▶ [What this task involves]
Turn the lines from the start of the records through the line containing "box: [50, 84, 98, 144]" into a Markdown table with the columns No. and Text, skipping blank lines. Leave the pictures out of the table.

▶ [Listed records]
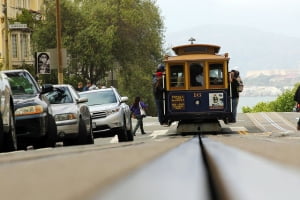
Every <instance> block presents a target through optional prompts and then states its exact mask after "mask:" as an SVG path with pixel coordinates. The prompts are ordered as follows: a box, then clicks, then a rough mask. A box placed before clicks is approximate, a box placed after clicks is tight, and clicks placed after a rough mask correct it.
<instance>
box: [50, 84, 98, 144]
mask: <svg viewBox="0 0 300 200" xmlns="http://www.w3.org/2000/svg"><path fill="white" fill-rule="evenodd" d="M53 87H54V90H53V91H52V92H49V93H48V94H46V97H47V99H48V100H49V102H50V104H51V107H52V111H53V116H54V119H55V122H56V126H57V138H58V141H63V143H64V146H68V145H79V144H94V135H93V131H92V126H91V124H92V119H91V114H90V111H89V107H88V106H87V105H86V102H87V101H88V99H87V98H86V97H80V96H79V95H78V93H77V92H76V91H75V89H74V88H73V87H72V86H71V85H67V84H65V85H53Z"/></svg>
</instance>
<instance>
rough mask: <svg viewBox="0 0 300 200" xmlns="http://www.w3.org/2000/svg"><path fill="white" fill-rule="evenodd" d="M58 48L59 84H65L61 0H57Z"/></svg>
mask: <svg viewBox="0 0 300 200" xmlns="http://www.w3.org/2000/svg"><path fill="white" fill-rule="evenodd" d="M56 46H57V47H56V48H57V59H58V62H57V64H58V66H57V72H58V74H57V75H58V76H57V77H58V84H63V82H64V75H63V66H62V53H61V20H60V0H56Z"/></svg>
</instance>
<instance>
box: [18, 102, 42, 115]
mask: <svg viewBox="0 0 300 200" xmlns="http://www.w3.org/2000/svg"><path fill="white" fill-rule="evenodd" d="M43 111H44V109H43V106H41V105H35V106H27V107H23V108H18V109H17V110H16V111H15V116H22V115H34V114H39V113H43Z"/></svg>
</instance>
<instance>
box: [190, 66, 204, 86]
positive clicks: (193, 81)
mask: <svg viewBox="0 0 300 200" xmlns="http://www.w3.org/2000/svg"><path fill="white" fill-rule="evenodd" d="M190 81H191V86H192V87H196V86H203V83H204V79H203V65H202V64H201V63H191V64H190Z"/></svg>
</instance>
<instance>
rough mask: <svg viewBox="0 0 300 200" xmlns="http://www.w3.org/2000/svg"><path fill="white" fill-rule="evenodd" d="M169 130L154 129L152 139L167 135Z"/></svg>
mask: <svg viewBox="0 0 300 200" xmlns="http://www.w3.org/2000/svg"><path fill="white" fill-rule="evenodd" d="M167 132H168V130H157V131H153V132H152V133H151V134H150V135H149V136H150V137H152V139H155V138H156V137H157V136H159V135H166V134H167Z"/></svg>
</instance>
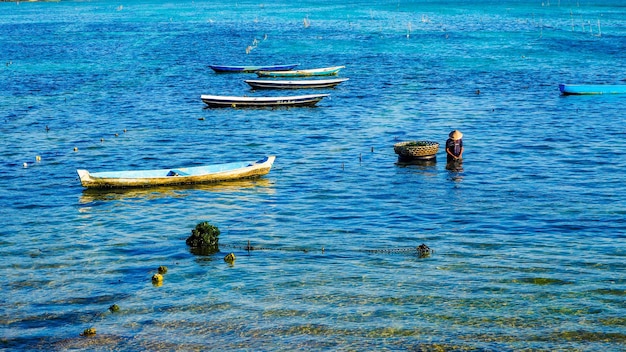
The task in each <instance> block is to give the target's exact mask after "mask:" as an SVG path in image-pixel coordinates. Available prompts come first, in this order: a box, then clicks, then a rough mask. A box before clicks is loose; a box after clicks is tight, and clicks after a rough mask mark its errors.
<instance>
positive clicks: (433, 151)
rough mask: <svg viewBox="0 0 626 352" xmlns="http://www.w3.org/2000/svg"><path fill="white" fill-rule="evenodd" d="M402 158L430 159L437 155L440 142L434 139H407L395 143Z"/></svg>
mask: <svg viewBox="0 0 626 352" xmlns="http://www.w3.org/2000/svg"><path fill="white" fill-rule="evenodd" d="M393 150H394V152H396V154H398V158H399V159H400V160H430V159H433V158H435V157H436V156H437V151H438V150H439V143H437V142H432V141H406V142H400V143H396V144H394V145H393Z"/></svg>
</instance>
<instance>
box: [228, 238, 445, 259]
mask: <svg viewBox="0 0 626 352" xmlns="http://www.w3.org/2000/svg"><path fill="white" fill-rule="evenodd" d="M222 246H223V247H227V248H231V249H240V250H244V251H248V252H251V251H284V252H304V253H308V252H314V251H317V250H319V249H315V250H310V249H306V248H270V247H257V246H251V245H250V242H249V241H248V245H247V246H236V245H228V244H226V245H222ZM325 251H326V249H325V248H324V247H322V253H324V252H325ZM353 251H356V252H365V253H389V254H393V253H408V252H417V253H418V254H419V255H420V256H422V257H423V256H427V255H430V254H432V253H434V251H433V250H432V249H430V247H428V246H427V245H425V244H423V243H422V244H421V245H419V246H417V247H410V248H383V249H357V250H353Z"/></svg>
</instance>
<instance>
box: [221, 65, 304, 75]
mask: <svg viewBox="0 0 626 352" xmlns="http://www.w3.org/2000/svg"><path fill="white" fill-rule="evenodd" d="M298 65H299V64H289V65H268V66H224V65H209V67H210V68H211V69H212V70H213V71H215V72H218V73H241V72H246V73H247V72H257V71H289V70H291V69H293V68H294V67H296V66H298Z"/></svg>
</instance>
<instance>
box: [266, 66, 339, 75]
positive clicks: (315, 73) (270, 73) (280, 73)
mask: <svg viewBox="0 0 626 352" xmlns="http://www.w3.org/2000/svg"><path fill="white" fill-rule="evenodd" d="M342 68H345V66H333V67H324V68H314V69H310V70H292V71H275V70H274V71H270V70H259V71H256V74H257V76H259V77H310V76H333V75H336V74H338V73H339V71H340V70H341V69H342Z"/></svg>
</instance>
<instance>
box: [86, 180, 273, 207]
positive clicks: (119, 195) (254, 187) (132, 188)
mask: <svg viewBox="0 0 626 352" xmlns="http://www.w3.org/2000/svg"><path fill="white" fill-rule="evenodd" d="M273 185H274V183H273V182H272V181H270V180H269V179H267V178H254V179H242V180H233V181H224V182H217V183H201V184H190V185H171V186H158V187H139V188H110V189H107V188H105V189H93V188H86V189H84V190H83V193H82V194H81V196H80V200H79V203H80V204H87V203H91V202H95V201H109V200H123V199H159V198H165V197H184V196H186V195H187V194H188V193H189V191H206V192H221V193H230V192H238V191H241V190H242V189H252V188H257V189H258V190H260V191H262V192H266V193H268V194H272V193H274V187H273ZM255 191H256V190H255Z"/></svg>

▶ [Answer box]
| No. | Text |
|---|---|
| 1 | Every <instance> block presents a target through optional prompts and then states its exact mask after "mask:" as an SVG path with pixel coordinates. The prompts are ordered as follows: a box, then clicks, then a rough mask. A box placed before clicks is approximate, a box placed after clicks is tight, and clicks placed after a rough mask correct it. |
| 2 | <instance> |
| 3 | box: [50, 84, 98, 144] |